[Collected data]
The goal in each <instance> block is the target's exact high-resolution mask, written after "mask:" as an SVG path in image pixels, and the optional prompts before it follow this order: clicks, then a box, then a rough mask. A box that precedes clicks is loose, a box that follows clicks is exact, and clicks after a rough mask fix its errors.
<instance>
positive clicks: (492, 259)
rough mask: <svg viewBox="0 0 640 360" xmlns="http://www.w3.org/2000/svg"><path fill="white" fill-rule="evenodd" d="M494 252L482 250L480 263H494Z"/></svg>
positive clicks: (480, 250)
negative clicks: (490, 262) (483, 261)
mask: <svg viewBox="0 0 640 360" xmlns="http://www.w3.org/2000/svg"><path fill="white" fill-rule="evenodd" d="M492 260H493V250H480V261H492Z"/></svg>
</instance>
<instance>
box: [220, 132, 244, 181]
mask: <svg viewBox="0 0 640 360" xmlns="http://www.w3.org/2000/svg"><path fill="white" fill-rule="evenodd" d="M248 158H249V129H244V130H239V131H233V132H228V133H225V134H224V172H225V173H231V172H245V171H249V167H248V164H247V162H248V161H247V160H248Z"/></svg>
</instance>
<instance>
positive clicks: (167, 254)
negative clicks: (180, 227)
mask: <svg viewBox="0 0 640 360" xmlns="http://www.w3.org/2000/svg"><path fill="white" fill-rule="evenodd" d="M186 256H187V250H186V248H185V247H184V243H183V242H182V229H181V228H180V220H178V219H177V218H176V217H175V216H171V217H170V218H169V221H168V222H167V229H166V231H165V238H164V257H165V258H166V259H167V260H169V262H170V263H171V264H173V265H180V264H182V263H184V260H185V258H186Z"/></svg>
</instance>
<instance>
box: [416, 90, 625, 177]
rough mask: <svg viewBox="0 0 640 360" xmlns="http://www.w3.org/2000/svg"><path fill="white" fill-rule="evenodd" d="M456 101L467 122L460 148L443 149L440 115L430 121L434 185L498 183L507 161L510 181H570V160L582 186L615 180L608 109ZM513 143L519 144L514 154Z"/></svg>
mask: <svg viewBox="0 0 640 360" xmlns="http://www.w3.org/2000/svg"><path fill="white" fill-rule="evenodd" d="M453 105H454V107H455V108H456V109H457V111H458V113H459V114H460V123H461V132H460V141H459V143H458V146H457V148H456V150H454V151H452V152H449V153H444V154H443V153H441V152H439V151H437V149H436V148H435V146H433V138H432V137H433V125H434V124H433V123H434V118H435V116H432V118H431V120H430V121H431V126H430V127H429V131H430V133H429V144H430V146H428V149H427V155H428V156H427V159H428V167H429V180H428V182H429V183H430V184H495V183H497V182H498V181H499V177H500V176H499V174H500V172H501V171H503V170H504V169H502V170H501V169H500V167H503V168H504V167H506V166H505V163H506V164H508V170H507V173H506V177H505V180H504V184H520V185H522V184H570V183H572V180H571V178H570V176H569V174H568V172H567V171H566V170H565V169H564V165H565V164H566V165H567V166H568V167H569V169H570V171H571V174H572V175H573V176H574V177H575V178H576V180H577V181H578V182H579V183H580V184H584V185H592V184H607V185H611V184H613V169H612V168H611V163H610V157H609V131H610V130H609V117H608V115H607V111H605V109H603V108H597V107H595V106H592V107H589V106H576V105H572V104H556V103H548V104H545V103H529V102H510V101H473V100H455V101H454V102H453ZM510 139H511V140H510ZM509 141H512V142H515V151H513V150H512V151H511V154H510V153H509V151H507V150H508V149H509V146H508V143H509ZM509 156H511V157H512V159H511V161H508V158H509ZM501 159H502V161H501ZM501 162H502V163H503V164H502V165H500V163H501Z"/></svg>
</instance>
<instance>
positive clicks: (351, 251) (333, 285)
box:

**Task instructions**
Extract all of the data exactly as written.

**Solution**
The goal in each <instance> block is the target's exact high-resolution mask, written after "mask:" as an SVG path in image pixels, and the optional prompts before it follow this order: clicks, then a box, then a rough mask. A box that precedes clicks is loose, a box that follows clicks is exact, and clicks after a rough mask fix its errors.
<instance>
positive clicks: (492, 259)
rough mask: <svg viewBox="0 0 640 360" xmlns="http://www.w3.org/2000/svg"><path fill="white" fill-rule="evenodd" d="M494 252L482 250L480 263H494Z"/></svg>
positive clicks: (480, 250)
negative clicks: (490, 262) (483, 261)
mask: <svg viewBox="0 0 640 360" xmlns="http://www.w3.org/2000/svg"><path fill="white" fill-rule="evenodd" d="M492 260H493V250H480V261H492Z"/></svg>
</instance>
<instance>
box: [220, 132, 244, 181]
mask: <svg viewBox="0 0 640 360" xmlns="http://www.w3.org/2000/svg"><path fill="white" fill-rule="evenodd" d="M248 158H249V129H244V130H239V131H233V132H228V133H225V134H224V172H225V173H231V172H245V171H249V167H248V164H247V162H248V161H247V160H248Z"/></svg>
</instance>
<instance>
positive clicks: (167, 254)
negative clicks: (180, 227)
mask: <svg viewBox="0 0 640 360" xmlns="http://www.w3.org/2000/svg"><path fill="white" fill-rule="evenodd" d="M186 256H187V250H186V248H185V247H184V243H183V242H182V229H181V228H180V220H178V219H177V218H176V217H175V216H171V217H170V218H169V221H168V222H167V229H166V231H165V238H164V257H165V258H166V259H167V260H169V262H170V263H171V264H173V265H180V264H182V263H184V260H185V258H186Z"/></svg>
</instance>
<instance>
box: [416, 90, 625, 177]
rough mask: <svg viewBox="0 0 640 360" xmlns="http://www.w3.org/2000/svg"><path fill="white" fill-rule="evenodd" d="M456 101L467 122L460 148L443 149L440 115L430 121L434 185L498 183L507 161L510 181H570V160L582 186L615 180L608 109ZM513 143L519 144L514 154Z"/></svg>
mask: <svg viewBox="0 0 640 360" xmlns="http://www.w3.org/2000/svg"><path fill="white" fill-rule="evenodd" d="M453 105H454V107H455V108H456V109H457V111H458V113H459V114H460V123H461V132H460V141H459V143H458V146H457V148H456V150H454V151H452V152H449V153H444V154H443V153H441V152H439V151H437V149H436V148H435V146H433V138H432V137H433V125H434V124H433V123H434V118H435V116H432V118H431V120H430V121H431V126H430V127H429V131H430V133H429V144H430V146H428V149H427V155H428V156H427V159H428V167H429V180H428V182H429V183H430V184H495V183H497V182H498V181H499V177H500V176H499V174H500V172H501V171H503V170H504V169H502V170H501V169H500V167H503V168H504V167H506V166H505V163H506V164H508V170H507V173H506V177H505V180H504V184H520V185H522V184H570V183H572V180H571V178H570V176H569V174H568V172H567V171H566V170H565V169H564V165H565V164H566V165H567V166H568V167H569V169H570V171H571V174H572V175H573V176H574V177H575V178H576V180H577V181H578V182H579V183H580V184H584V185H592V184H607V185H611V184H613V169H612V168H611V163H610V157H609V131H610V130H609V117H608V115H607V111H605V109H603V108H597V107H595V106H592V107H589V106H576V105H572V104H556V103H548V104H545V103H529V102H510V101H473V100H455V101H454V102H453ZM510 139H511V140H510ZM509 141H512V142H515V151H513V150H512V151H511V154H510V153H509V151H507V150H508V149H509V146H508V143H509ZM509 156H511V157H512V159H511V161H508V158H509ZM501 159H502V161H501ZM501 162H502V163H503V164H502V165H500V163H501Z"/></svg>
</instance>
<instance>
positive clicks: (351, 251) (333, 285)
box:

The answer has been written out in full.